** Document passage **
****************************************

The democracy disaster
Activists slam proposed relaxation of FCC media ownership rules during a daylong hearing, but why didn't the mainstream reporters cover it?

By Steven T. Jones

The scene outside City Hall at noon April 26 was a surreal one. The street was filled with stretchers set up next to the San Francisco Police Department Mobile Command and American Red Cross Disaster Services trucks, as hundreds of Neighborhood Emergency Response Team members milled about, ominously clad in their orange vests and yellow helmets.

The NERT volunteers were just finishing up an annual disaster-response exercise when the free speech activists began spilling out of a City Hall hearing for a rally on the steps, bearing signs including "Stop corporate media" and "Save independent radio" and munching on free vegetarian sandwiches provided by sponsor Media Alliance.

For the NERT members, the earthquake they responded to was simulated. For those wary of growing corporate domination of the public airwaves, the impending disaster is quite real. In about a month the Federal Communications Commission will vote on sweeping rule changes that relax restrictions on media ownership, and this unusual Saturday hearing was the last chance for hundreds of Bay Area residents to make their concerns known through attending FCC commissioner Jonathan Adelstein (see "Fighting Media Mergers," 4/23/03).

"The meta-issue here is actually corporate domination of the civic culture," writer and activist Peter Coyote said, sounding a theme prevalent in the day's one-sided testimony against the rule changes. Media consolidations were deemed by speakers to have reduced competition, promoted overcommercialization, created barriers to access by independents and minorities, and censored politically unpopular perspectives.

"This is a real danger to democracy in this country," said Willie Ratcliff, publisher of San Francisco Bayview and a board member of KPFA-FM, which broadcast the hearing live, along with KPOO-FM.

Speaker after speaker at the filled-beyond-capacity hearing offered horror stories spawned by the media mergers that followed the 1996 Telecommunications Act, the last major relaxation of media ownership rules. Clear Channel Communications, which owns 10 radio stations in the Bay Area and 1,225 nationwide, was particularly vilified for its homogenized programming, layoffs, removal of community-based content, and promoting post-9/11 jingoism. Former Clear Channel employees such as David "Davey D" Cook and Brad Johnson drew strong reactions with stories of being silenced by their corporate bosses.

Panelists at the hearing included media critic and former dean of UC Berkeley's school of journalism Ben Bagdikian, KRON-TV president Dino Dinovitz, economist Howard Shelanski, hip-hop innovator Brother Jay, and radio personalities Leslie Stoval and Denise Maunder. But the hearing's high points came during the public testimony that peppered the day's agenda.

****************************************

** Supplied material **
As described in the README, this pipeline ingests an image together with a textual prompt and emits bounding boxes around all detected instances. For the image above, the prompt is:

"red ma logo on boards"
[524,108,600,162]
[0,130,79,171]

****************************************

Retype the FCC hearing article word for word, beginning with "By Steven T." and stopping after "and yellow helmets.".

By Steven T. Jones

The scene outside City Hall at noon April 26 was a surreal one. The street was filled with stretchers set up next to the San Francisco Police Department Mobile Command and American Red Cross Disaster Services trucks, as hundreds of Neighborhood Emergency Response Team members milled about, ominously clad in their orange vests and yellow helmets.